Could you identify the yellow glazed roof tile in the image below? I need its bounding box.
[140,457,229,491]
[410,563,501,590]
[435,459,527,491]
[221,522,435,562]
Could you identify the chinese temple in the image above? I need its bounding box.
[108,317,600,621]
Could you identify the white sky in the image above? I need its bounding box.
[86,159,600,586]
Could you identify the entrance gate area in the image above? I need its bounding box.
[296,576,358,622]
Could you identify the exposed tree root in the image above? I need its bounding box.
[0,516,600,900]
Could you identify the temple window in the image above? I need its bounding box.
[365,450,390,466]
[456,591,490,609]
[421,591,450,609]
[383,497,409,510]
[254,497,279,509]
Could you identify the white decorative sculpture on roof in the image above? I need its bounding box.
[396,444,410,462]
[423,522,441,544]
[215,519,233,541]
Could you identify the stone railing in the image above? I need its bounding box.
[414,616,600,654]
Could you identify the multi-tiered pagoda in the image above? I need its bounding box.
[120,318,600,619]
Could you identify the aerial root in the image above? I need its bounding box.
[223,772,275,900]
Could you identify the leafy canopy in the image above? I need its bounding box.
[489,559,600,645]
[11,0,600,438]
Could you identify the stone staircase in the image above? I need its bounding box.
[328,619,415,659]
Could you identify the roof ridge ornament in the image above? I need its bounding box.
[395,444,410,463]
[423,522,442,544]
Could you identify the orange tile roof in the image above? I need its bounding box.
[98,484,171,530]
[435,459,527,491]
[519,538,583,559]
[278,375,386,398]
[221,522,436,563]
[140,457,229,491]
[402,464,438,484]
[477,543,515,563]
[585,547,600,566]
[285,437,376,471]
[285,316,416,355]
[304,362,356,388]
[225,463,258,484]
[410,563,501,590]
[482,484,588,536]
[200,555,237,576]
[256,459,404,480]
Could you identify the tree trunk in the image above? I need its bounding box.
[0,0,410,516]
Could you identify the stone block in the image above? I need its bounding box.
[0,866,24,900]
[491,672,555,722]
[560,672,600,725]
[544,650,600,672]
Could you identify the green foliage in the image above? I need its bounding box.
——————
== Given task ==
Arrange everything from the line containing "Could you identify the chinese" down to the line containing "[86,159,600,586]" as a Markdown table with the columns No. and Line, numbering the lines from 1 and skipping any blank lines.

== Result for this task ==
| No. | Line |
|---|---|
| 1 | Could you identify the chinese temple in the image above? I need its bounding box. |
| 2 | [108,317,600,621] |
| 3 | Could you identify the white sky in the image above? I need its bounding box. |
| 4 | [86,159,600,586] |